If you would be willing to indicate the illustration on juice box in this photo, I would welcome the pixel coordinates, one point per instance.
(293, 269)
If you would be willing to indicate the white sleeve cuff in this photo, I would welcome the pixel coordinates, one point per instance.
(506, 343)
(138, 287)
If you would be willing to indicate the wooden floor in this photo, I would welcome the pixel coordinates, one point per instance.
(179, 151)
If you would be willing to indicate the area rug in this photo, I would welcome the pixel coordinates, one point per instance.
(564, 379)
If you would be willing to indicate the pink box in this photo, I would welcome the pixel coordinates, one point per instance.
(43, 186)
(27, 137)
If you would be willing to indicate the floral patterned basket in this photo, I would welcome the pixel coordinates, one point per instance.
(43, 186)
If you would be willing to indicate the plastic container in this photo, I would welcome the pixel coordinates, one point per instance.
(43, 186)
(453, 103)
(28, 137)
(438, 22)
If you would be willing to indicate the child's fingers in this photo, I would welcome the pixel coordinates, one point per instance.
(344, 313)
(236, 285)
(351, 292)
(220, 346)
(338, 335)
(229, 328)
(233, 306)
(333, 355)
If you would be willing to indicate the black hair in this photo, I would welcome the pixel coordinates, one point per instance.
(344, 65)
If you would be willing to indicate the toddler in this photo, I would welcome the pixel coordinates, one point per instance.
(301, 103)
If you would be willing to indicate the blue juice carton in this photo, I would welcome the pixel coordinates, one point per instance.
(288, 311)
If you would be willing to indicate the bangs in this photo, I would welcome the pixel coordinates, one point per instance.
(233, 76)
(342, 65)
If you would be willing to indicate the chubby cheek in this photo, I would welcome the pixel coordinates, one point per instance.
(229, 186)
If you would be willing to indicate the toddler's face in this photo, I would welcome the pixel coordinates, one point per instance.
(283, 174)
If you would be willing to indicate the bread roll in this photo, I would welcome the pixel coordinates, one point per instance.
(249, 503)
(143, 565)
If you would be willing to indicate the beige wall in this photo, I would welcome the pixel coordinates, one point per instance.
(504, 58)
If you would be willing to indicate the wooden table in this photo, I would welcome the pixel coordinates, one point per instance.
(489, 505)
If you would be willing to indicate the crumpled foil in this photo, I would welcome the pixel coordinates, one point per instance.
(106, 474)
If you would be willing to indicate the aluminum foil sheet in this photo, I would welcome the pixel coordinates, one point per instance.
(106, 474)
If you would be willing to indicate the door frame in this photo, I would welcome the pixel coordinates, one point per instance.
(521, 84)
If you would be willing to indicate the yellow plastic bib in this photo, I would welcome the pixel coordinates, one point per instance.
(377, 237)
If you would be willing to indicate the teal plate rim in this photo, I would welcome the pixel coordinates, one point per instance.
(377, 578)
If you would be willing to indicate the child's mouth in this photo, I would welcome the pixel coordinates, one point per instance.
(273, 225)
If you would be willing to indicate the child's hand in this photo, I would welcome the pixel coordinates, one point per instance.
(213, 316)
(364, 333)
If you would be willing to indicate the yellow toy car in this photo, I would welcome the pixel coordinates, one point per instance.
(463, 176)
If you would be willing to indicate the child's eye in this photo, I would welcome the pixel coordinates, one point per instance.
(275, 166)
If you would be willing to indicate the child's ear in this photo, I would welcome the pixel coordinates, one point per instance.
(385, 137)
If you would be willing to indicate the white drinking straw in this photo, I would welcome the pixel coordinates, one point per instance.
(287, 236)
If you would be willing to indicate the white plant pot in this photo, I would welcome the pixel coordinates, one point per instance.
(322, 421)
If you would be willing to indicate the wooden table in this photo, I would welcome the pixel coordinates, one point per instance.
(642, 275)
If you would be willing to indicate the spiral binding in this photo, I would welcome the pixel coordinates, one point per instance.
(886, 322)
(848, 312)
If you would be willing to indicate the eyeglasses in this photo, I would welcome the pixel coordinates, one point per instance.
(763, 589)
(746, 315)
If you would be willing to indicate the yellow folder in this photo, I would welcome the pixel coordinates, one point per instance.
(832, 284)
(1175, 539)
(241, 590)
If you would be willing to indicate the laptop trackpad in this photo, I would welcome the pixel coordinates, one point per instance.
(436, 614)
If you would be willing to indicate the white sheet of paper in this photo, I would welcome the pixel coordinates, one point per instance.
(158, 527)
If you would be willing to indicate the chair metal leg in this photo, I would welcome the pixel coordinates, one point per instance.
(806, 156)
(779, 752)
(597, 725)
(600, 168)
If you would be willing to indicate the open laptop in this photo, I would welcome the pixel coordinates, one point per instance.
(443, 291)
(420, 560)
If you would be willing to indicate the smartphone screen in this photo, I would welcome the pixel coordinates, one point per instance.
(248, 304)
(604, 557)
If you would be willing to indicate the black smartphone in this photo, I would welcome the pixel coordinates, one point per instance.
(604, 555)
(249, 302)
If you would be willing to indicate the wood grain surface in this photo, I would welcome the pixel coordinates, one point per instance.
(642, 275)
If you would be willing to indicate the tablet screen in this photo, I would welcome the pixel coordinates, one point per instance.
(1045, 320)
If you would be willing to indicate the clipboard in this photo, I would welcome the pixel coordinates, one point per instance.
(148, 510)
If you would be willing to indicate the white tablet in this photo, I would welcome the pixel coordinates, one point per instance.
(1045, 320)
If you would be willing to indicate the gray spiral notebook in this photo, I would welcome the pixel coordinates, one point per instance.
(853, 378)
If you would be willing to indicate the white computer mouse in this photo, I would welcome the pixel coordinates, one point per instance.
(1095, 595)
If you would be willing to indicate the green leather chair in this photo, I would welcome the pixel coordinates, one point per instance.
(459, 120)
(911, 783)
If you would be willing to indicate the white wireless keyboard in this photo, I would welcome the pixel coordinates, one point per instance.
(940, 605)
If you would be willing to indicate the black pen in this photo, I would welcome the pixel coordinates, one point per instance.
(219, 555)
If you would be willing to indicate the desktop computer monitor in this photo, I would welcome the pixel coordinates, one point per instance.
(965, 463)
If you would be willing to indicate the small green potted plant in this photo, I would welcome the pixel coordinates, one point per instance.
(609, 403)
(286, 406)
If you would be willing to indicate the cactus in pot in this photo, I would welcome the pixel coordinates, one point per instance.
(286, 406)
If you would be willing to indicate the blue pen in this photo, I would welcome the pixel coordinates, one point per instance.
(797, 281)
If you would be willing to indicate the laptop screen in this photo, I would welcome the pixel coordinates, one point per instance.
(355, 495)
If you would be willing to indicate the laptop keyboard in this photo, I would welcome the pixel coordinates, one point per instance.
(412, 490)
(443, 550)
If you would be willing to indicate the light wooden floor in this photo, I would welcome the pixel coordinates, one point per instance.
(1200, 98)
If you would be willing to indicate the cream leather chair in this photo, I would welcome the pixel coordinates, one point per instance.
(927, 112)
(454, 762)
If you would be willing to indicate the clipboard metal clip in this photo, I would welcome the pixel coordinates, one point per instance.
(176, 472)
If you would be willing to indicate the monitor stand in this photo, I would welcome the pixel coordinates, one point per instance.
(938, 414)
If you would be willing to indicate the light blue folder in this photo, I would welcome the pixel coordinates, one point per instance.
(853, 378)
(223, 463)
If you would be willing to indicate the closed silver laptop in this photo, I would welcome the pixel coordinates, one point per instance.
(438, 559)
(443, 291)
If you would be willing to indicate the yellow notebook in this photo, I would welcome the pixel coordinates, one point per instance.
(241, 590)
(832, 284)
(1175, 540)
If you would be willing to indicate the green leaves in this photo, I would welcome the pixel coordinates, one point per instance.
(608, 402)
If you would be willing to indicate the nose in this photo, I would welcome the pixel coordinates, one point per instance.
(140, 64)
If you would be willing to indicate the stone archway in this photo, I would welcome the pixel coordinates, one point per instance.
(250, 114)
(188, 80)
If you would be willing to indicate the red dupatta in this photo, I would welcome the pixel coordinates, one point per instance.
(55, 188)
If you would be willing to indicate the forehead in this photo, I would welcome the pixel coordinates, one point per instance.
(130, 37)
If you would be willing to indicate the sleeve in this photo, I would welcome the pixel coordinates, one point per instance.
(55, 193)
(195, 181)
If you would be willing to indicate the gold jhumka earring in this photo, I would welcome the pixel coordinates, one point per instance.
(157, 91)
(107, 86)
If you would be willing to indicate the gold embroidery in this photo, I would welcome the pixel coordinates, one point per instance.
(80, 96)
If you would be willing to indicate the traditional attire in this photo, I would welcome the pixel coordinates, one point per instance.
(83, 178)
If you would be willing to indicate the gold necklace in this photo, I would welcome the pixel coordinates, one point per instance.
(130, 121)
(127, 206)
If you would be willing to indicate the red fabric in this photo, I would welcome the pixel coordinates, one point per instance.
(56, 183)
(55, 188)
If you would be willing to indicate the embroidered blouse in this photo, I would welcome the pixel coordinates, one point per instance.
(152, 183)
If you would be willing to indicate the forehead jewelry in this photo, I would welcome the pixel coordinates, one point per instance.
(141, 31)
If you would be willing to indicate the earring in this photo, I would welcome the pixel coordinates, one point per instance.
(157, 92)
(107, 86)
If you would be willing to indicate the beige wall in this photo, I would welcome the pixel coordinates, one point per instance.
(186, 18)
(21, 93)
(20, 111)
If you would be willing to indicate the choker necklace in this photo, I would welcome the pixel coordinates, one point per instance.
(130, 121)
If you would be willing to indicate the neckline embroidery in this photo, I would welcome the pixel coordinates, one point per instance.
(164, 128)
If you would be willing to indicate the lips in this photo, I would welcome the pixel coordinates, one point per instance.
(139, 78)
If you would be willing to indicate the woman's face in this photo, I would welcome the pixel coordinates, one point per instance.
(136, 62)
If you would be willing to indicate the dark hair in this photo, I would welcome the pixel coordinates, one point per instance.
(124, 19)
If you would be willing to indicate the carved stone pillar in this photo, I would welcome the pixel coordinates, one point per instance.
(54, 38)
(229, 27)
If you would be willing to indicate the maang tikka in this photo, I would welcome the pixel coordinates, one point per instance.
▬▬▬▬▬▬▬▬▬▬
TRY IT ->
Write out word for word every line from the one containing "If you would be willing to indicate the neckline" through the last line of the data, and no other line.

TASK OUTPUT ->
If you would be willing to indicate the neckline embroidery in this photo, I would welcome the pixel coordinates, one point per instance.
(164, 128)
If you would be willing to indicate the lips in this photo, I would welcome the pixel coordinates, one point per instance.
(139, 78)
If you would be willing to indicate the woman's face in this photo, I would welcome the pixel coordinates, one point per instance.
(136, 62)
If you would be willing to indicate the dark hair in this photo, I would welcome the pixel coordinates, one point per instance.
(124, 19)
If you would be willing to indicate the carved stone pillar in this photo, I would welcome the pixel coordinates, one point per instance.
(54, 38)
(229, 27)
If you would be willing to indicate the maang tikka in this photo, I would welcome the pixel coordinates, one point per instance.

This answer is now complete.